== Record extracts ==

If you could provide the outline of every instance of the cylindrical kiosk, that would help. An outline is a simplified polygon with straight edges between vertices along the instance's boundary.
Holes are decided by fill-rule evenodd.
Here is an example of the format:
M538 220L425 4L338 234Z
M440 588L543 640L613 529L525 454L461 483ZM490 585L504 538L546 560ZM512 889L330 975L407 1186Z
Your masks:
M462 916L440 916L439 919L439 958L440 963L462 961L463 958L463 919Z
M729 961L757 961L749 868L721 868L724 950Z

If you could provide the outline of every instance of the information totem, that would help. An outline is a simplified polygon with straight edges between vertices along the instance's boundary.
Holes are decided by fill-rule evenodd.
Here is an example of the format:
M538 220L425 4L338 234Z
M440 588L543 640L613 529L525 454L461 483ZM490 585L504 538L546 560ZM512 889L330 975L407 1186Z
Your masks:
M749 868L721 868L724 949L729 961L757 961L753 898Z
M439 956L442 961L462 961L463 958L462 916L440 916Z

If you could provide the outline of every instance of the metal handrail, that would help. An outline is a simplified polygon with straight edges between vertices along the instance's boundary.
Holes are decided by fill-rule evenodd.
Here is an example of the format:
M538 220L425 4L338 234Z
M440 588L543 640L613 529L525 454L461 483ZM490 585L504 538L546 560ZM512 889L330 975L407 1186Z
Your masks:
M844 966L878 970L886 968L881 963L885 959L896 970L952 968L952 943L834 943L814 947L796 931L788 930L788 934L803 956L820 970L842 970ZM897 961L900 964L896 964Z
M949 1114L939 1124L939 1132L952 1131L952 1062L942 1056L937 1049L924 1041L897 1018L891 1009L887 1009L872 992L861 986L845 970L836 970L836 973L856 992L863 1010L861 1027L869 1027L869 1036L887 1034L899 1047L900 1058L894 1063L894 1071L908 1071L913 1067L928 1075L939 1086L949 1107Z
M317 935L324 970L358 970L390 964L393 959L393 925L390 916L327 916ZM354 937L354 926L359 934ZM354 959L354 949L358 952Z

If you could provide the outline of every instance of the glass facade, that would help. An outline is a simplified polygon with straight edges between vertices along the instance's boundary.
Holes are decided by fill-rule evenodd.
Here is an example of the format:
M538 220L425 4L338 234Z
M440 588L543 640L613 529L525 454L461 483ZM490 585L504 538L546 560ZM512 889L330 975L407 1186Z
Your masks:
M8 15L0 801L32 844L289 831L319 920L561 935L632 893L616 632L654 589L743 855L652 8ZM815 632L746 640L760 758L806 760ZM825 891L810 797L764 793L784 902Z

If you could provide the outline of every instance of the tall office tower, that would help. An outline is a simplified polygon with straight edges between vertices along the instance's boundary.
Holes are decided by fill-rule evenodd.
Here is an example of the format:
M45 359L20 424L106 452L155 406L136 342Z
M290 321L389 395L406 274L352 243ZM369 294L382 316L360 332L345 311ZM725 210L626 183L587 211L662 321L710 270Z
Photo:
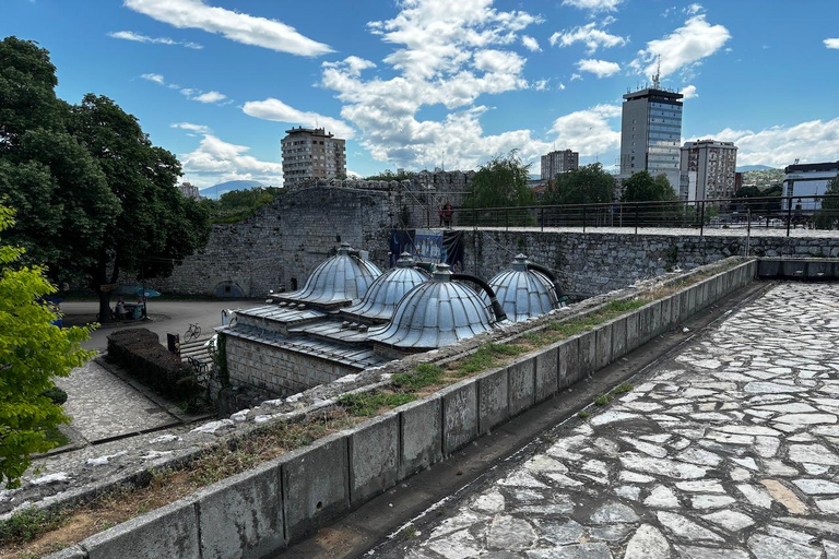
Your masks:
M646 170L664 174L674 190L680 186L682 144L681 93L655 85L624 95L621 120L621 177Z
M346 175L346 142L322 128L293 128L283 138L283 183Z
M714 140L685 142L681 169L689 177L687 189L680 190L682 200L734 198L737 146Z
M556 178L560 173L580 166L580 154L570 150L551 152L542 156L542 180Z

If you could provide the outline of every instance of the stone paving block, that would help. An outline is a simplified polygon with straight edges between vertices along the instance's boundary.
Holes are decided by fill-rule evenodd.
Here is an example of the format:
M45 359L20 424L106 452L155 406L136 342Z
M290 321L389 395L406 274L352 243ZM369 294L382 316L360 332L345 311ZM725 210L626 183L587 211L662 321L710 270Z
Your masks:
M589 377L594 372L598 358L598 341L594 331L580 334L580 377ZM579 378L577 380L579 380Z
M626 317L612 322L612 360L626 355Z
M507 367L510 416L533 407L536 402L536 359L528 357Z
M81 546L90 559L200 559L196 500L187 497L166 504L95 534Z
M202 557L259 559L285 547L281 465L272 460L196 493Z
M448 456L477 438L477 382L461 381L440 391L442 454Z
M556 383L562 390L577 382L580 373L580 340L574 336L559 344L556 354Z
M477 377L477 428L486 435L510 418L507 367Z
M442 460L442 400L439 396L400 407L399 478Z
M599 371L612 362L612 323L600 324L594 331L594 344L596 355L594 357L594 371Z
M536 402L544 402L557 391L557 347L554 344L536 355Z
M347 443L330 435L284 456L285 537L299 542L350 508Z
M626 317L626 353L635 352L640 344L640 310L634 310Z
M399 414L368 419L346 435L350 445L350 506L358 507L397 485Z

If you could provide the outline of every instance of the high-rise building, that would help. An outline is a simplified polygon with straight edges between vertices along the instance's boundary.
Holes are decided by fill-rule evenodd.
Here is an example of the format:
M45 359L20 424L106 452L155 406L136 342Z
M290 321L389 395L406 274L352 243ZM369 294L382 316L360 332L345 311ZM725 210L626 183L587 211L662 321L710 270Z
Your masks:
M733 142L685 142L680 168L683 175L690 177L687 183L683 181L681 185L678 195L682 200L734 198L737 146Z
M654 80L658 81L658 80ZM680 145L684 95L647 87L624 95L621 119L621 177L646 170L664 174L670 185L680 185Z
M580 154L570 150L551 152L542 156L542 180L551 180L560 173L580 166Z
M293 128L283 138L283 183L346 176L346 142L322 128Z

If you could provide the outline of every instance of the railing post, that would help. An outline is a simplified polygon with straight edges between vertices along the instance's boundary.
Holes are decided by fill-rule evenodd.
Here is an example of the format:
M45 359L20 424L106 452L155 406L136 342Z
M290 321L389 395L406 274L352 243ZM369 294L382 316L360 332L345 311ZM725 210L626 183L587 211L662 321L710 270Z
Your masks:
M790 236L790 226L792 225L792 197L787 199L787 236Z

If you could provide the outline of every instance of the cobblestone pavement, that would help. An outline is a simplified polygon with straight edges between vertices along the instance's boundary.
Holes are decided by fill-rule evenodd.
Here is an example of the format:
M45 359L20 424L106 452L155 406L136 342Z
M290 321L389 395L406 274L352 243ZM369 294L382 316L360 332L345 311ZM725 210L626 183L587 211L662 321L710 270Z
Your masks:
M839 558L839 286L780 284L379 557Z
M128 385L95 360L57 379L67 392L64 412L72 427L88 442L153 429L176 419L164 408Z

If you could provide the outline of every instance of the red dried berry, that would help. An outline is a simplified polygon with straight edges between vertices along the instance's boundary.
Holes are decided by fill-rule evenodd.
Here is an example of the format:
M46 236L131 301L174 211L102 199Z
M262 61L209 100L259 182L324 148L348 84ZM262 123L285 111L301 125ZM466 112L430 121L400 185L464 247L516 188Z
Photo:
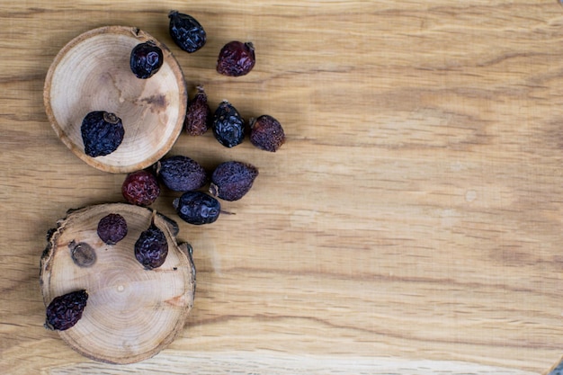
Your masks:
M164 264L168 254L168 242L165 233L156 225L154 218L147 230L141 232L135 243L135 257L147 270Z
M247 75L256 63L255 46L252 42L233 40L219 51L217 71L224 76L240 76Z
M82 317L87 300L88 293L84 290L55 297L47 307L45 326L58 331L74 326Z
M264 114L250 121L250 142L260 149L275 152L285 142L280 121Z
M160 195L156 177L146 170L128 174L121 185L123 198L137 206L149 206Z
M221 163L211 175L210 192L225 201L237 201L248 192L257 175L258 169L250 164Z
M119 213L110 213L98 221L98 237L108 245L115 245L127 236L127 221Z
M195 97L188 103L183 127L189 135L201 136L210 128L211 121L211 109L207 103L207 94L203 87L198 86Z

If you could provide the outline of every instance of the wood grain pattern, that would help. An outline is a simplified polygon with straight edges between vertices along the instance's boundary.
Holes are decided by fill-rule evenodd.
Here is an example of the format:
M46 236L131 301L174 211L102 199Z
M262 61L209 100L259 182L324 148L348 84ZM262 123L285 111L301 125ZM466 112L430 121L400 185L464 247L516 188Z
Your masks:
M201 51L173 45L171 9L206 27ZM130 368L46 331L38 278L67 209L122 201L124 176L72 155L42 105L58 49L108 24L166 43L191 95L288 137L275 154L178 139L260 176L236 215L181 225L193 309ZM0 4L0 372L545 373L563 352L562 35L556 0ZM257 63L229 79L214 67L234 39ZM174 196L155 208L174 216Z

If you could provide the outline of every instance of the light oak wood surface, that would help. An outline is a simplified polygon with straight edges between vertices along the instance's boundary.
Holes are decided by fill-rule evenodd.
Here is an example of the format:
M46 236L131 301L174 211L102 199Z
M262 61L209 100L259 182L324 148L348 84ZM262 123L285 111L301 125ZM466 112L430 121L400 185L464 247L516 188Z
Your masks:
M195 16L206 46L171 40ZM285 129L277 153L211 132L170 155L260 175L209 226L153 205L193 246L183 330L130 365L43 327L46 233L123 201L57 138L44 79L71 39L136 26L166 44L190 96ZM215 71L251 40L248 75ZM545 374L563 354L563 7L542 1L0 2L0 372Z

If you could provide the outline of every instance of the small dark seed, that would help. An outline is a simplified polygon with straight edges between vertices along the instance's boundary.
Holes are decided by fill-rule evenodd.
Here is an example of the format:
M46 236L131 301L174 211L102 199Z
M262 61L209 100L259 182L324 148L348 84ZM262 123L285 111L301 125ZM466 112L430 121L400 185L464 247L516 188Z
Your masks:
M123 140L125 129L121 120L114 113L94 111L84 118L80 132L85 153L96 157L115 151Z
M252 187L258 169L247 163L221 163L211 174L210 192L225 201L241 199Z
M193 225L213 223L221 211L219 201L201 192L184 192L173 205L180 219Z
M115 245L127 236L127 221L119 213L110 213L98 221L97 232L102 241Z
M160 69L163 62L162 49L151 40L138 44L131 50L130 66L138 78L150 78Z
M213 135L226 147L234 147L245 139L245 120L228 101L223 101L215 111Z
M70 257L79 267L90 267L96 262L96 253L90 245L85 242L76 243L71 241L68 244Z
M74 326L82 317L87 300L88 293L84 290L55 297L47 307L45 326L58 331Z
M252 42L233 40L221 49L217 59L217 71L224 76L247 75L256 63L255 46Z

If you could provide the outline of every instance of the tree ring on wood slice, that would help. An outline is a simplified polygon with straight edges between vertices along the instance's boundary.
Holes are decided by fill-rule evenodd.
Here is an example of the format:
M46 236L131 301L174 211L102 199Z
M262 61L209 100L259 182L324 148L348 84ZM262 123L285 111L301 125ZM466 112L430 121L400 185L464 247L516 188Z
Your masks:
M127 236L115 245L106 245L97 234L98 221L110 213L119 213L128 225ZM166 237L166 260L154 270L137 261L135 242L152 218L150 209L100 204L69 211L49 232L40 262L43 301L47 307L55 297L88 292L80 320L58 331L88 358L138 362L159 353L182 332L193 305L195 267L186 244L176 242L174 220L160 214L155 215L155 225ZM87 267L77 264L72 254L76 244L90 246L95 262Z
M130 53L148 40L162 49L164 62L153 76L139 79L131 71ZM130 173L172 148L183 127L187 90L165 45L137 28L105 26L76 37L58 52L47 72L43 101L55 132L75 155L103 171ZM94 111L114 113L123 123L123 140L107 156L85 153L80 127Z

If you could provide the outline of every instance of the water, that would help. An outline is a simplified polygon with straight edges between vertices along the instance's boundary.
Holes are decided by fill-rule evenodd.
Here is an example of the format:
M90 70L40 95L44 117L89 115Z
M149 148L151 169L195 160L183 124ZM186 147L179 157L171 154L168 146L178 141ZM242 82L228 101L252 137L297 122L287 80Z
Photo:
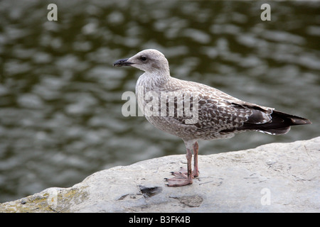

===

Arrange the lines of the listing as a JSON list of strings, one string per line and no blank lines, starting at the line that contains "of the stone" and stopping after the line that contains "M399 414L368 419L346".

[
  "If you could provide the outline of every instance of the stone paving block, that would help. An outline is a simplified polygon with straight edges between vertices along the instance's boundary.",
  "Holes are decided by fill-rule evenodd.",
  "Here is an example of the format:",
  "M45 359L20 424L106 452L155 406L136 342Z",
  "M290 321L389 395L406 274L352 243ZM369 294L382 316L360 332L345 311ZM725 210L626 183L587 211L662 321L710 270Z",
  "Your masks:",
  "M589 377L594 372L598 358L598 341L594 331L580 334L580 377ZM579 378L577 380L579 380Z",
  "M626 317L612 322L612 360L626 355Z",
  "M507 367L510 416L533 407L536 402L536 359L528 357Z",
  "M81 546L90 559L200 559L196 500L187 497L166 504L95 534Z",
  "M202 557L259 559L285 547L281 465L272 460L196 493Z",
  "M448 456L477 438L477 382L461 381L440 391L442 454Z",
  "M556 383L562 390L577 382L580 373L580 340L574 336L559 344L556 354Z",
  "M477 377L477 428L486 435L510 418L507 367Z",
  "M442 460L442 400L439 396L400 407L399 478Z",
  "M599 371L612 362L612 323L600 324L594 331L594 344L596 355L594 357L594 371Z",
  "M536 402L544 402L557 391L557 347L554 344L536 355Z",
  "M347 443L330 435L284 456L285 537L299 542L350 508Z",
  "M626 317L626 353L635 352L640 344L640 310L634 310Z",
  "M399 414L368 419L346 435L350 445L350 506L358 507L397 485Z"
]